EXERCISE PASSAGE Block Start
So what does this all mean. Well it means that it is back to the drawing board – well, sort of. What the reply is very good at doing is pointing out that the Dept. of Health is not responsible for telling doctors what they should be doing. The Guidelines produced by the British Committee for Standards in Haematology (BCSH) were the result of a long-term diplomatic lobby of various bodies and they are very good; no, they are exceptionally good at identifying, or rather verifying what a growing number of physicians know – that the current tests to determine B12 Deficiency and whether that deficiency is caused by lack of Intrinsic Factor (Pernicious Anaemia) are next to useless and that physicians should listen to the patient’s symptoms rather than rely on the tests. So – that was a wonderful achievement especially when you consider how many other issues Haematologists are having to address and that the guidelines were written by volunteers who all have an interest and expertise in B12 related issues.
So now what? Well we could just throw up our hands and say “I give up” or we could take a good look at what the reply from the Dept of Health says – and hidden in among the politic speak is a very good sentence:
‘It would be for the BCSH, not the Department, to consider whether any adjustments to current best practice in the diagnosis and treatment of patients with pernicious anaemia were needed, including whether any new or additional tests were appropriate’.
EXERCISE PASSAGE Block End
(TASK LIST)
A. Reproduce the part of the pernicious anaemia passage between "So now what?" and "tests were appropriate’.", inclusive.
B. Answer these questions from the pernicious anaemia passage:
(i) What does the abbreviation BCSH stand for?
(ii) Who wrote the guidelines?
(iii) According to the sentence quoted from the Dept. of Health reply, who should consider whether any new or additional tests are appropriate?
SUPPLIED MATERIAL Block Start
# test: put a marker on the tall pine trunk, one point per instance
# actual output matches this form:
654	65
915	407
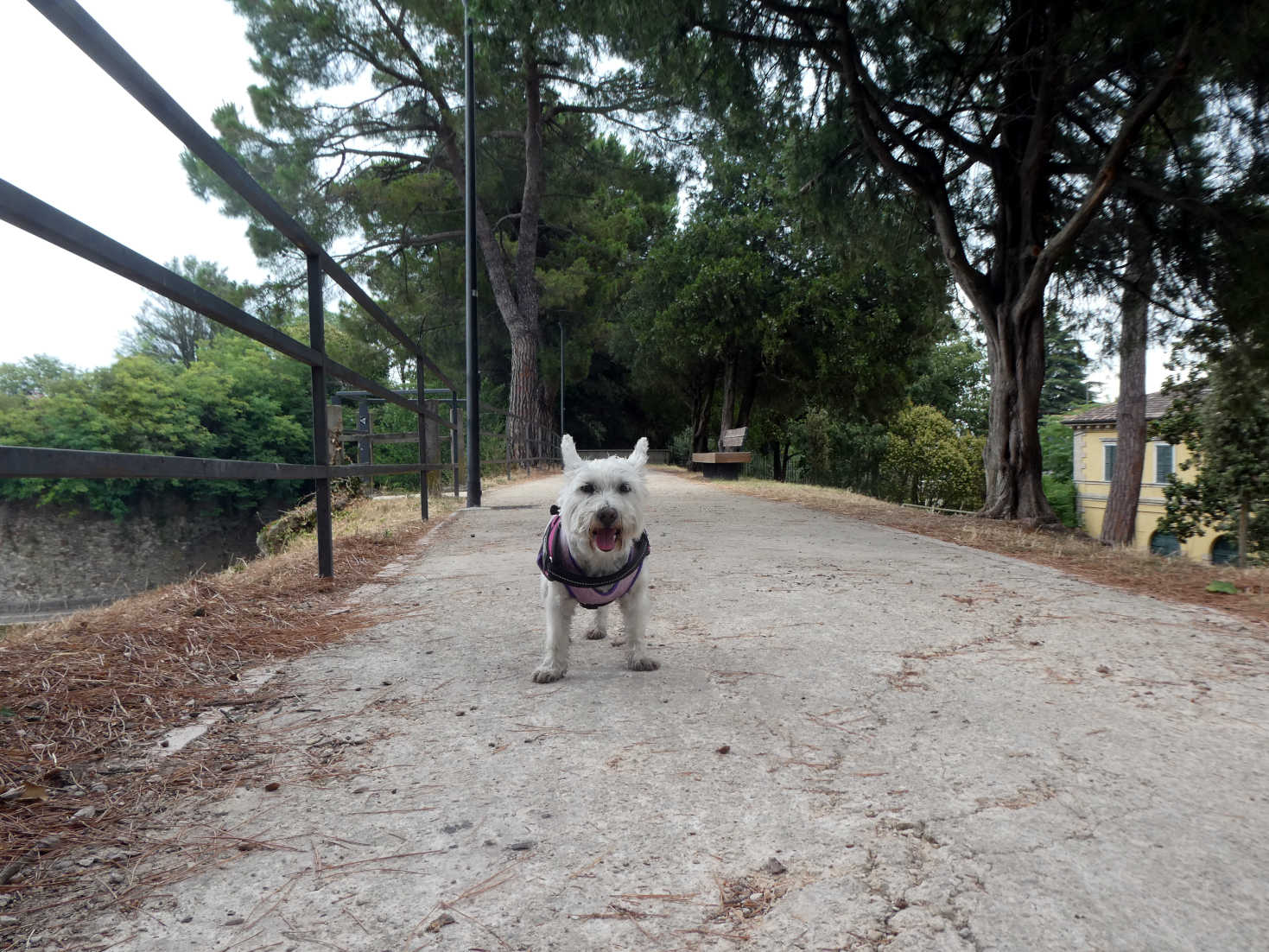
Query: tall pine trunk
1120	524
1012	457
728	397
SUPPLIED MATERIAL Block End
SUPPLIED MATERIAL Block Start
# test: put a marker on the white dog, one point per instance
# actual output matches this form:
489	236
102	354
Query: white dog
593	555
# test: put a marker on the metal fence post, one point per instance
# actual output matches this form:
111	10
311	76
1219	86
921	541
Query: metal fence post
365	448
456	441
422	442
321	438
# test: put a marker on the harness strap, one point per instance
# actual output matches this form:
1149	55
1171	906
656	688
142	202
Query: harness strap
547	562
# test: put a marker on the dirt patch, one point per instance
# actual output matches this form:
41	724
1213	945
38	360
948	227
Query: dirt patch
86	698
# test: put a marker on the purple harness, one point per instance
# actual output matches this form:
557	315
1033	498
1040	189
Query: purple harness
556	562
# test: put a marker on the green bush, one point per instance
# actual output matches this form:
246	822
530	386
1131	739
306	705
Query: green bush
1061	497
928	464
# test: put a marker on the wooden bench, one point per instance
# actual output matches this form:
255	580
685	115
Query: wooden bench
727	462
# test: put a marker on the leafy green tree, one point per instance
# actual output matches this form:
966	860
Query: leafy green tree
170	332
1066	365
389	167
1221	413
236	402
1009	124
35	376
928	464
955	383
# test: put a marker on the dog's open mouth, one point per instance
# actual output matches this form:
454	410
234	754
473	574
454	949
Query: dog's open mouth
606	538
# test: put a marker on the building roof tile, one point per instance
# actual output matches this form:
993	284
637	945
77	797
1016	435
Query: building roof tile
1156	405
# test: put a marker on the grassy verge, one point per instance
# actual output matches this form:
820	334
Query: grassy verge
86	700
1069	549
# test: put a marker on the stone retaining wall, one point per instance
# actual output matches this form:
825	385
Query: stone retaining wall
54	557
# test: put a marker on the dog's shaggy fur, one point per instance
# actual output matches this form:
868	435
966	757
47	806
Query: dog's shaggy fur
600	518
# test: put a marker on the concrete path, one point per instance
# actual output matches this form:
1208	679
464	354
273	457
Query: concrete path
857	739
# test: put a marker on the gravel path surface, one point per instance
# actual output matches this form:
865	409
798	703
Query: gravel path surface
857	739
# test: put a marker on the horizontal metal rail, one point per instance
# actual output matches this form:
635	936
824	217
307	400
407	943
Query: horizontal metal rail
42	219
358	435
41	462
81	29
SUPPLIED MATERIAL Block End
SUPPLIED MATERIAL Block Start
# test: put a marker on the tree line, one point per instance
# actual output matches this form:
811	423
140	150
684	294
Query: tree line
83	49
SUPPLIED MATERIAL Block End
(RESPONSES)
A.
So now what? Well we could just throw up our hands and say “I give up” or we could take a good look at what the reply from the Dept of Health says – and hidden in among the politic speak is a very good sentence:
‘It would be for the BCSH, not the Department, to consider whether any adjustments to current best practice in the diagnosis and treatment of patients with pernicious anaemia were needed, including whether any new or additional tests were appropriate’.

B.
(i) British Committee for Standards in Haematology
(ii) Volunteers who all have an interest and expertise in B12 related issues
(iii) The BCSH, not the Department